▶ TEXT EXTRACT:
==*==
2012 Caribbean Cup

Tournament details
- Host country: Antigua and Barbuda
- Dates: 7–16 December
- Teams: 8 (from 1 sub-confederation)
- Venues: 2 (in 2 host cities)

Final positions
- Champions: Cuba (1st title)
- Runners-up: Trinidad and Tobago
- Third place: Haiti
- Fourth place: Martinique

Tournament statistics
- Matches played: 16
- Goals scored: 29 (1.81 per match)
- Attendance: 6,350 (397 per match)
- Top scorer(s): Eight players (2 goals each)

= 2012 Caribbean Cup =

The 2012 Caribbean Cup was the 17th edition of the Caribbean Cup, an international football competition for national teams of member nations affiliated with the Caribbean Football Union (CFU) of the CONCACAF region. The final stage was hosted by Antigua and Barbuda. The tournament determined the four Caribbean teams that qualified for the 2013 CONCACAF Gold Cup.

Originally the competition's final round was to be scheduled for June and July however it was delayed.
The title was won by Cuba for the first time.

==Qualification==

The first and second rounds were scheduled for August and September, and October respectively. The draw for the qualifying round was made in March 2012.

The following teams qualified:
- ATG (Automatic qualification as host)
- JAM (Automatic qualification as title holders)
- HAI (Qualification as Group 6 winners)
- GYF (Qualification as Group 6 runners-up)
- DOM (Qualification as Group 7 winners)
- MTQ (Qualification as Group 7 runners-up)
- TRI (Qualification as Group 8 winners)
- CUB (Qualification as Group 8 runners-up)

==Preparations==
This is the first international tournament organised by the CFU since the corruption scandal. Prior to hosting the tournament, Paul "Chet" Greene, a former General Secretary of the Antigua and Barbuda Football Association raised concerns that Antigua's FA may not be able to afford to host the tournament and suggested that it would require state aid. It was the incumbent ABFA General Secretary Derrick Gordon that went on to become the President of the Caribbean Football Union and ultimately select the host nation. Greene stated, "Antigua [are] not necessarily in a position to give as [much] they normally would, I think government becomes the only option at this stage and a call for larger than usual attendances to allow the association to pay the bills." Greene also said that in the event of a grant from the CFU (via CONCACAF), the association would "still have a chunk of expenses to bear."
==*==
▶ DATA SECTION:

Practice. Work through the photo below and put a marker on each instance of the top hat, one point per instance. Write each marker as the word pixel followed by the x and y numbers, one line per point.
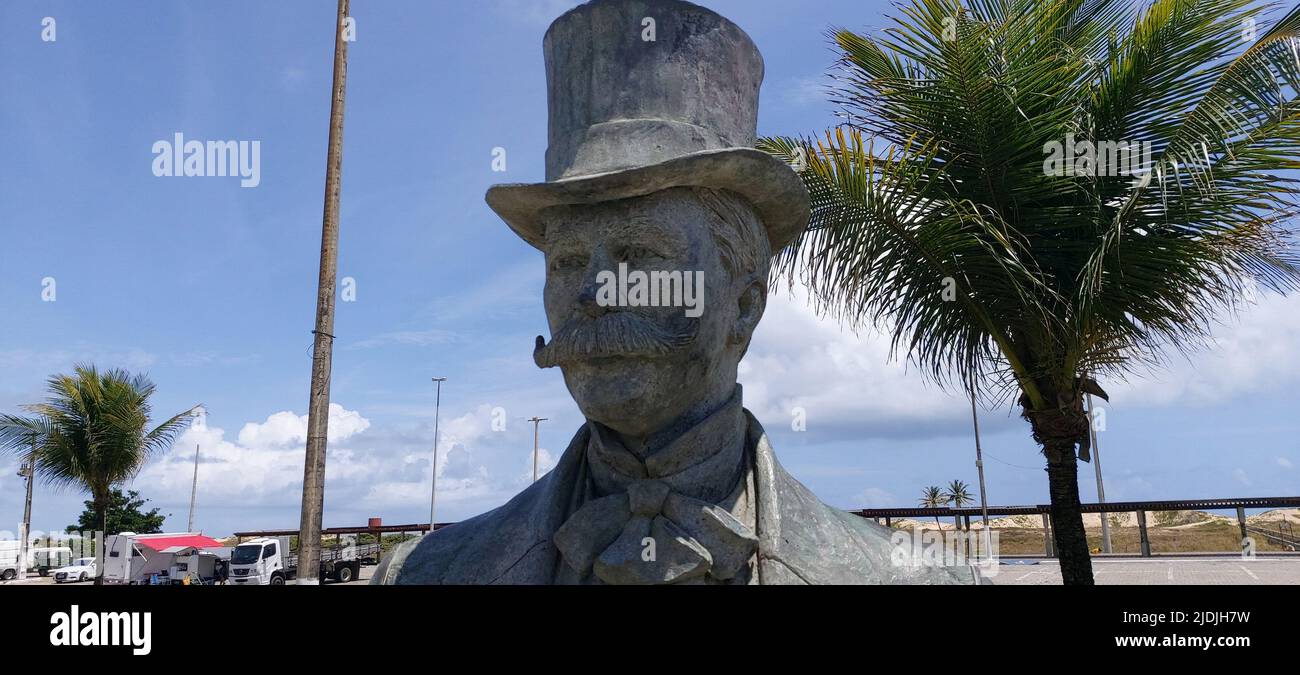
pixel 631 116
==*==
▶ WRITTEN TASKS:
[A] Rewrite the section of the 2012 Caribbean Cup text between "Originally the competition's" and "in March 2012.", inclusive, putting "postponed" in place of "delayed".
[B] Answer these questions from the 2012 Caribbean Cup text:
(i) Which country hosted the final stage?
(ii) In what month and year was the draw for the qualifying round made?
(iii) Which team finished as runner-up?
[C] Write what comes next in the article on the 2012 Caribbean Cup, picking up after its last sentence.

▶ ANSWERS FOR THE EXERCISE:
[A]
Originally the competition's final round was to be scheduled for June and July however it was postponed.
The title was won by Cuba for the first time.

==Qualification==

The first and second rounds were scheduled for August and September, and October respectively. The draw for the qualifying round was made in March 2012.

[B]
(i) Antigua and Barbuda
(ii) March 2012
(iii) Trinidad and Tobago

[C]
ABFA President Everton Gonsalves responded, "the value to football is not something that can be valued in dollars." CFU President Gordon Derrick stated that "Football is an expensive venture in all aspects; development comes at a cost so monies have to be spent." At the 2013 CFU Congress, Derrick Gordon stated that they could not come to an agreement with usual sponsors Digicel as they "couldn't agree on a deal in time for the Caribbean Cup, as Digicel's budget year had closed."

==Venues==
Two venues have been chosen to host the tournament.

| St. Johns | North Sound |
| Antigua Recreation Ground | Sir Vivian Richards Stadium |
| Capacity: 12,000 | Capacity: 10,000 |
St. JohnsNorth Sound 2012 Caribbean Cup (Antigua)

==Draw==
Teams were allocated to this stage based on a fixed draw. The draw was decided thus:

- Group A
- Host
- Group 6 winner
- Group 7 runners-up
- Group 8 winner

- Group B
- Previous competition winner
- Group 6 runner-up
- Group 7 winner
- Group 8 runner-up

The result of the draw was amended on 19 November, the Group 7 runner-up was transferred to Group B and the Group 7 winner was transferred to Group A. As a result of the amendment Group A contains three qualifying group winners and the host, whilst Group B contains three qualifying group runners-up and the previous edition competition winner. Martinique, the team transferred to Group B containing no qualifying group-winners, is the only association in the competition with a CFU Executive Committee member (Maurice Victoire) besides hosts Antigua and Barbuda (Gordon Derrick).

==Group stage==
The complete schedule for finals was released on 20 November.

- Tiebreakers
1. Greater number of points in matches between the tied teams.
2. Greater goal difference in matches between the tied teams (if more than two teams finish equal on points).
3. Greater number of goals scored in matches among the tied teams (if more than two teams finish equal on points).
4. Greater goal difference in all group matches.
5. Greater number of goals scored in all group matches.
6. Drawing of lots.

All times local (UTC−4)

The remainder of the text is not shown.